WORKING DATA:
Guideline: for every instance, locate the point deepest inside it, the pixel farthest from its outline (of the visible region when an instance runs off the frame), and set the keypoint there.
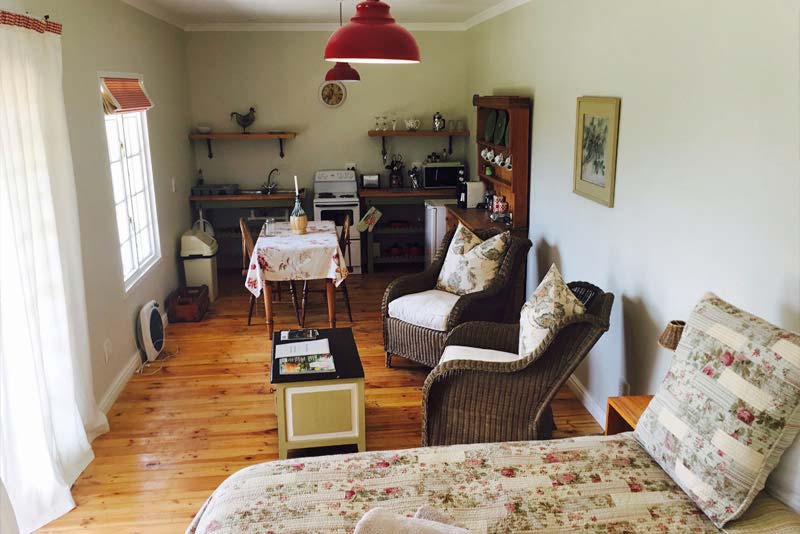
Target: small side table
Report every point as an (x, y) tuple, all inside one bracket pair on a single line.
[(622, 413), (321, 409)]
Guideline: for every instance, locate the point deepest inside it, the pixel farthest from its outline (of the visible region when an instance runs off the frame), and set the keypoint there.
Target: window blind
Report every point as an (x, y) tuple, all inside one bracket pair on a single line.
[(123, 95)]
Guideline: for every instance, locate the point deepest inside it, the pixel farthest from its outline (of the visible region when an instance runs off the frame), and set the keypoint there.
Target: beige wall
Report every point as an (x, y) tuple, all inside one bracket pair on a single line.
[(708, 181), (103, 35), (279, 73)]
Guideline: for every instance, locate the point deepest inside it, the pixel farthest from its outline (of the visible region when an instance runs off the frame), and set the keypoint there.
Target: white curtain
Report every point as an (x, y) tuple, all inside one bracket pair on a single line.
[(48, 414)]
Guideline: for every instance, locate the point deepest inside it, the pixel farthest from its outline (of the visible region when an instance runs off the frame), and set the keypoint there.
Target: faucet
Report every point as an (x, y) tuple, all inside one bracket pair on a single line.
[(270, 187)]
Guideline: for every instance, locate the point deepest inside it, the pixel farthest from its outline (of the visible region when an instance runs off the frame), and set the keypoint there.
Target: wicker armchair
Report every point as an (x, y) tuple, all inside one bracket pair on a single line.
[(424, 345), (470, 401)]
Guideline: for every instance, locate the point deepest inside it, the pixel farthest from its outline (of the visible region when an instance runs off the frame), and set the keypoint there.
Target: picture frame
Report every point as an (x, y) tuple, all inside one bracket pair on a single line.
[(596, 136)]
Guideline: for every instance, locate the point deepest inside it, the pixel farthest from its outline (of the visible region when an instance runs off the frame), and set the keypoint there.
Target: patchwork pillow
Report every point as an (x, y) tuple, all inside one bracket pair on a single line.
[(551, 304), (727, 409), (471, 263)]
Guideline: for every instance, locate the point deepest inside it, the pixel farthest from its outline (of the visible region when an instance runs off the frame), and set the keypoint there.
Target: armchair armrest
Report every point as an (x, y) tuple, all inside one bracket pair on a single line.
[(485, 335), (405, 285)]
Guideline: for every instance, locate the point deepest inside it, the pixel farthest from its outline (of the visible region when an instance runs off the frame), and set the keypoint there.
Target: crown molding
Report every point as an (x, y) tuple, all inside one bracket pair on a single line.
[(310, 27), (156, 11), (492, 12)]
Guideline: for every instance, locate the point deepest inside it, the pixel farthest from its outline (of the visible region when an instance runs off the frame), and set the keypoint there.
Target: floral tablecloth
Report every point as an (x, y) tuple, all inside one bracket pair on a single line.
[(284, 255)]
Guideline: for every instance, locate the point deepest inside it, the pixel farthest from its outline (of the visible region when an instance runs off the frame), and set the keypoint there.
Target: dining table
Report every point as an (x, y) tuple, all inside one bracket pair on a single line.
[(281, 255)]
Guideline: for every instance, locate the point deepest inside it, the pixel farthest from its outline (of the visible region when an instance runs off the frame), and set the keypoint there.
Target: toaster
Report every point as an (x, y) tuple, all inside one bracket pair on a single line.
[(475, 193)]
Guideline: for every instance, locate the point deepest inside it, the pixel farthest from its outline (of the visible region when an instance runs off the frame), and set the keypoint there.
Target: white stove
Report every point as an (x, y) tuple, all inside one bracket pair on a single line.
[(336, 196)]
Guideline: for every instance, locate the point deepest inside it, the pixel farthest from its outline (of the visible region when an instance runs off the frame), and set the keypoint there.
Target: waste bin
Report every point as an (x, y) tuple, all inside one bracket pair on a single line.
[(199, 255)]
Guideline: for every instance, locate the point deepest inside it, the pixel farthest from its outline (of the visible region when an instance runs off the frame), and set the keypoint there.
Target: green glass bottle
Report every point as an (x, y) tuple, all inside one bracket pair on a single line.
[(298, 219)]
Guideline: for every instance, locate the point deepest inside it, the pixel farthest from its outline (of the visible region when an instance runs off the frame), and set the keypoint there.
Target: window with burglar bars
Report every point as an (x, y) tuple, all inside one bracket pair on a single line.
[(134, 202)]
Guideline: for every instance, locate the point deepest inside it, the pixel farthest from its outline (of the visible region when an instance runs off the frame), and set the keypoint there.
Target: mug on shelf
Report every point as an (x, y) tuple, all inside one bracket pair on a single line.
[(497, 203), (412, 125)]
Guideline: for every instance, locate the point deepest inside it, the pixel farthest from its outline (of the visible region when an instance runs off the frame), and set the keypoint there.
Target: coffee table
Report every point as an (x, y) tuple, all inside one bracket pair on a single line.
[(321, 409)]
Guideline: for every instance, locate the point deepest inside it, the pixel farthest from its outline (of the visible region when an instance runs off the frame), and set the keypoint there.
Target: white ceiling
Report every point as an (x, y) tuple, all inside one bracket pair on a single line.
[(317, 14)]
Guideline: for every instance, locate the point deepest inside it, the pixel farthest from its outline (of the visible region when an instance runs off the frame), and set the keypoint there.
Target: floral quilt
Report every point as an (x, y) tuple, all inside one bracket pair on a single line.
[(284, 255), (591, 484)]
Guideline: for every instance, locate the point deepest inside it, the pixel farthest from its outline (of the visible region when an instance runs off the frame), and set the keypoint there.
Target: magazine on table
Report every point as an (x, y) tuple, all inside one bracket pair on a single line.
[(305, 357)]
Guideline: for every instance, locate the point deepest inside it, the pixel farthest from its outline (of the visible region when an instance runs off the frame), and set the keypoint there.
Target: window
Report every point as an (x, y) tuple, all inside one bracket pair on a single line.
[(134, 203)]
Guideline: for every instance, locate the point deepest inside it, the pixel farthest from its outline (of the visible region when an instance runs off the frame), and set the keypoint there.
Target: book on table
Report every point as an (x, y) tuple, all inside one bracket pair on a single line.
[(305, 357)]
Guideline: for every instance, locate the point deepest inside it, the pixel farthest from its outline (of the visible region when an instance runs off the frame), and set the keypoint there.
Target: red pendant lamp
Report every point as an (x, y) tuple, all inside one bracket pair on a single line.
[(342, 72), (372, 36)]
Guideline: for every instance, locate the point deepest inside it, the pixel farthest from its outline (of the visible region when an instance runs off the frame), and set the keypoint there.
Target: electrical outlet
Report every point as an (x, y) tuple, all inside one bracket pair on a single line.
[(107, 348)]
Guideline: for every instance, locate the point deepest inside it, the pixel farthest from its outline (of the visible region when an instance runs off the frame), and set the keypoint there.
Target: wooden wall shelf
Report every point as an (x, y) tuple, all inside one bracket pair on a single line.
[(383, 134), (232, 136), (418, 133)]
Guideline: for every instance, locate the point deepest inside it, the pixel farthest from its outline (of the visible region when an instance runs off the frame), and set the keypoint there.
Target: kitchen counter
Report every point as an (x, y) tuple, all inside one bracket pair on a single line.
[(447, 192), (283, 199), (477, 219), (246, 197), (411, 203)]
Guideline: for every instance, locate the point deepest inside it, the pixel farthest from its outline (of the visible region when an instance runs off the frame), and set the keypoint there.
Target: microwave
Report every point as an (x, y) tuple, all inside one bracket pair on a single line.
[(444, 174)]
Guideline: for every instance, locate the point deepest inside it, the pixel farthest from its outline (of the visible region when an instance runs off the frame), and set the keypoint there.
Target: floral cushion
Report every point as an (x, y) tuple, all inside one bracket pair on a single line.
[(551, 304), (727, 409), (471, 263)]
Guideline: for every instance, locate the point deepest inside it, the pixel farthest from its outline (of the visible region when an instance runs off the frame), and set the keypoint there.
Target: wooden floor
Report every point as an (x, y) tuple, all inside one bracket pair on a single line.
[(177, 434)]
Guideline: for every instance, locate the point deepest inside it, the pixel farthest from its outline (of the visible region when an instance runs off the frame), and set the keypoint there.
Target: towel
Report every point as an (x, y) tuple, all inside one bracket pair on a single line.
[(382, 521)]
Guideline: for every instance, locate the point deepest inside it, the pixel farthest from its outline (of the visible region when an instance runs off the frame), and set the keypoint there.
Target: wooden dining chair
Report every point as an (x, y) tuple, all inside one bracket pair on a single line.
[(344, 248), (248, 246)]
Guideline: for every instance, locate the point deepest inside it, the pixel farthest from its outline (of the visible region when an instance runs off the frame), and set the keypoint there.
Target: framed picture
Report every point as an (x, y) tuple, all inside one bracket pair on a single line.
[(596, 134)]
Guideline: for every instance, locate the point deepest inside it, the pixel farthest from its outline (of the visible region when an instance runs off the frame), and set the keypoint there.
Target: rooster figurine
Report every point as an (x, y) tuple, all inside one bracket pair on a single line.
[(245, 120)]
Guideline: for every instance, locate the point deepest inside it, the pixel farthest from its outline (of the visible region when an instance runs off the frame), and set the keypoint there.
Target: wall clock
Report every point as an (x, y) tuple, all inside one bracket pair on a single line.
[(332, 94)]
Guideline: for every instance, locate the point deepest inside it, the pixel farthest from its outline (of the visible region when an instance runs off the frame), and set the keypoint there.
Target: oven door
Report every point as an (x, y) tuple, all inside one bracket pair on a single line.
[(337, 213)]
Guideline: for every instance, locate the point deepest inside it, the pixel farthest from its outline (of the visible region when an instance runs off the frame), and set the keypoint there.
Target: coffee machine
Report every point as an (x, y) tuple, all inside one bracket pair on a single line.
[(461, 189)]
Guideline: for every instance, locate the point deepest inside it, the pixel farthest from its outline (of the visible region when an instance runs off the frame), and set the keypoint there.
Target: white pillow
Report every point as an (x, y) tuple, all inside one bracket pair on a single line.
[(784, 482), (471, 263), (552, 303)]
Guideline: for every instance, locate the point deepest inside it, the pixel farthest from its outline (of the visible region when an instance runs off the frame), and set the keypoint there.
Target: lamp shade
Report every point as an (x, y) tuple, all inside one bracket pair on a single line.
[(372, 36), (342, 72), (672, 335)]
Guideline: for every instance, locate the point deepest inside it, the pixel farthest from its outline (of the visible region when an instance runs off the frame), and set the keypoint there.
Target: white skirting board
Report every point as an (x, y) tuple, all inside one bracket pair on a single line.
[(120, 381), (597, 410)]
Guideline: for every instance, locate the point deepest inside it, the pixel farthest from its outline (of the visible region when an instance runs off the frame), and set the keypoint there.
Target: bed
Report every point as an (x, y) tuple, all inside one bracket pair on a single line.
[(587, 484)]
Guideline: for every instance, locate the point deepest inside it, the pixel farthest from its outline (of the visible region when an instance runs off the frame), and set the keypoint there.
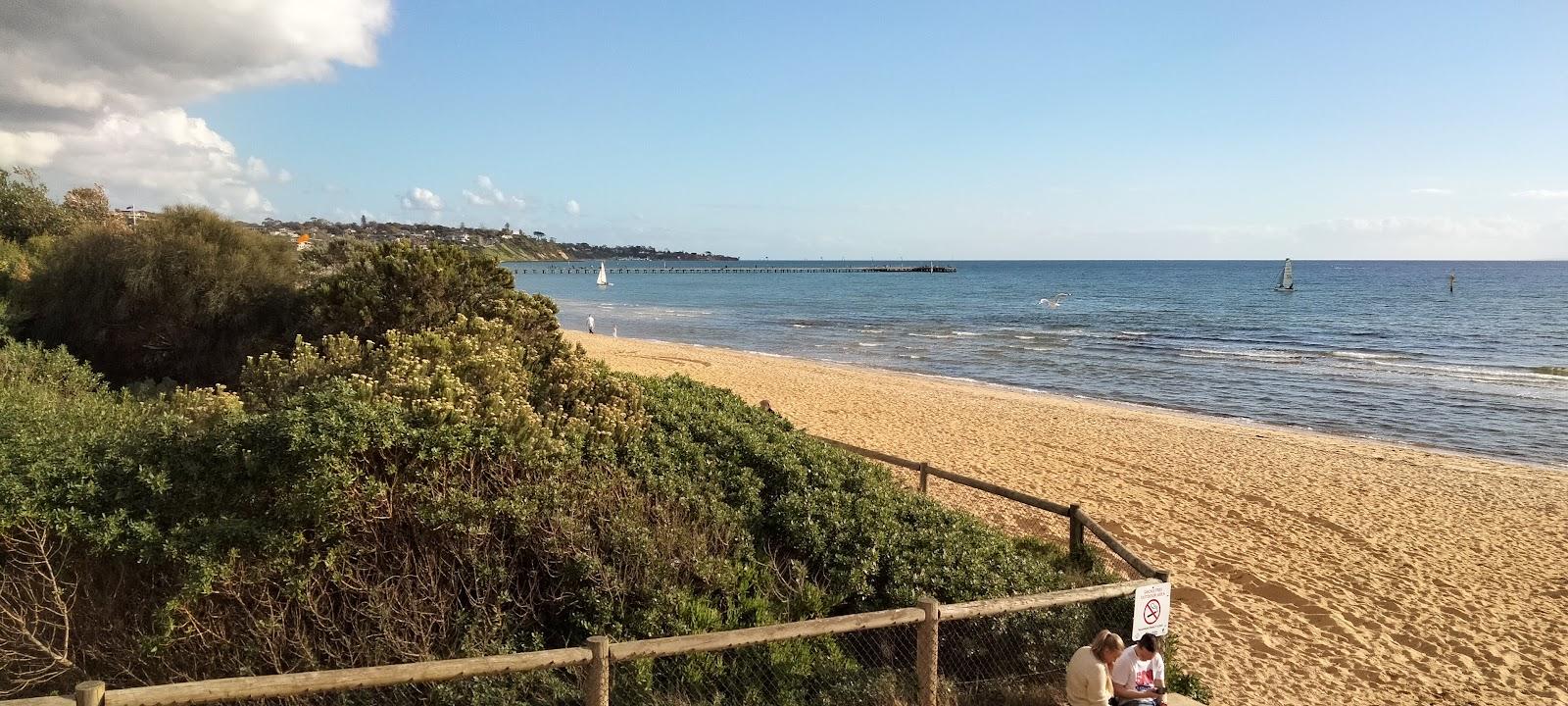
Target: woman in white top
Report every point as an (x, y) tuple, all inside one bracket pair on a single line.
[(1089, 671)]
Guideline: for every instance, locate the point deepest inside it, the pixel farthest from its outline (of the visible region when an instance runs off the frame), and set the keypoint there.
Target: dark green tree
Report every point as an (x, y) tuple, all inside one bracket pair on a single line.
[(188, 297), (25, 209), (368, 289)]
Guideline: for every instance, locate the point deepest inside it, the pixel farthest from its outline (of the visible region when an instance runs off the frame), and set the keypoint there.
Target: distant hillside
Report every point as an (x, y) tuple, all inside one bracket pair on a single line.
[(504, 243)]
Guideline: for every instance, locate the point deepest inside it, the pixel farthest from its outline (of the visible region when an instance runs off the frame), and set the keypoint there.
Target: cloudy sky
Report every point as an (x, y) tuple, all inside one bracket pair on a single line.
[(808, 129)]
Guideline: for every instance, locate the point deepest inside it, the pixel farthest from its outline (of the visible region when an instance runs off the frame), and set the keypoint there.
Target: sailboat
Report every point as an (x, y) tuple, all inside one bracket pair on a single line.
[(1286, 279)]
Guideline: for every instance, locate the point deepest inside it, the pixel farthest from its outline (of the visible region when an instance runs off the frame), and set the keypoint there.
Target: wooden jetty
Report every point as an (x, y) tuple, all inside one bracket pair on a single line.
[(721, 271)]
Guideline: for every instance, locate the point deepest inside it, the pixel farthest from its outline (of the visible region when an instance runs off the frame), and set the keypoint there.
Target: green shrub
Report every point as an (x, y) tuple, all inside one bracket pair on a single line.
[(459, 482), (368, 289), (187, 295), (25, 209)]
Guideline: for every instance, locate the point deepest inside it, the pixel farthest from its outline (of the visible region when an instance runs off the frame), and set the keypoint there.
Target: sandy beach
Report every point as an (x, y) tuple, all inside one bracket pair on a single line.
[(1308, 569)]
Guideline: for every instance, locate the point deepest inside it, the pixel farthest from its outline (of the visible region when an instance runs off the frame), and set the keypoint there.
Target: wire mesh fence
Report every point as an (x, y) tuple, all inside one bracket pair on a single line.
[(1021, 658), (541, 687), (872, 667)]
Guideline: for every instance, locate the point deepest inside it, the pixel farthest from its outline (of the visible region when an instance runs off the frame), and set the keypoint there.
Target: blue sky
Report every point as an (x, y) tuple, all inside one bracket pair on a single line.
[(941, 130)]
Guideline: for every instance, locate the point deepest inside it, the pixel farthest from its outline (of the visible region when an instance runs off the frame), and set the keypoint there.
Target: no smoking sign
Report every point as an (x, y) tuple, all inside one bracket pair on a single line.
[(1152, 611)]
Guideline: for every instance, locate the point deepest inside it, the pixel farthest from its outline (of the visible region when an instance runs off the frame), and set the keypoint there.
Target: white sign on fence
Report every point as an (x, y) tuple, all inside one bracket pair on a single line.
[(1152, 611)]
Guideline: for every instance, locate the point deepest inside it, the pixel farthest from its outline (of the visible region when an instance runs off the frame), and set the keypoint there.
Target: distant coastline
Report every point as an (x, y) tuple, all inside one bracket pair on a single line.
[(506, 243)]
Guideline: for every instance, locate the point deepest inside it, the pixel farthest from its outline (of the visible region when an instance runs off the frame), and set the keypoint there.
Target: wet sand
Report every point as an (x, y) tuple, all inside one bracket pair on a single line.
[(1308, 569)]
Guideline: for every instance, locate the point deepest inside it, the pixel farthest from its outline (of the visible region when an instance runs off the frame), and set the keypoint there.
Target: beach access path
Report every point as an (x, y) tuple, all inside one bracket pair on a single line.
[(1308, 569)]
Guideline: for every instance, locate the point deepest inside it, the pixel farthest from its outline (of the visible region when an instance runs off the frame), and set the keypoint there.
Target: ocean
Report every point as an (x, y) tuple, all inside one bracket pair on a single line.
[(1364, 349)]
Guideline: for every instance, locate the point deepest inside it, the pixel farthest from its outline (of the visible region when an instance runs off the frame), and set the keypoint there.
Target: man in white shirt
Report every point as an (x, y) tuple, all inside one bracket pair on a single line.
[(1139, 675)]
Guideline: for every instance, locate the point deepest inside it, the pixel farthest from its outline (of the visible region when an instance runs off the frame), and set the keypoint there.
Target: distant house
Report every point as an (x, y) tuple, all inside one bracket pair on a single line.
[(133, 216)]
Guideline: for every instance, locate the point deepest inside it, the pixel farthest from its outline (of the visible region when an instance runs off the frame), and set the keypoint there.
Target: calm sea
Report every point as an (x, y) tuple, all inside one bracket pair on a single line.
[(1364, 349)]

AIM:
Rewrite the listing from its first line through the line that contains "[(123, 95)]", replacing "keypoint" with "marker" and keeping everything else the same. Leave out the pictures.

OUTPUT FOR THIS EXERCISE:
Guideline: for every instance, locate the point deepest inside it, the pixel farthest from its outline (of the visible region when an instance runs off the frame), and set the marker there.
Target: small side table
Report every point as an (x, y) tuple, all inside one bracket pair on a single line.
[(622, 413), (321, 409)]
Guideline: for every instance, locate the point deepest inside it, the pixel farthest from its outline (of the visible region when an instance runs off the frame), and set the marker there.
Target: window blind
Report every point as an (x, y) tuple, all inside one bracket pair on a single line.
[(123, 95)]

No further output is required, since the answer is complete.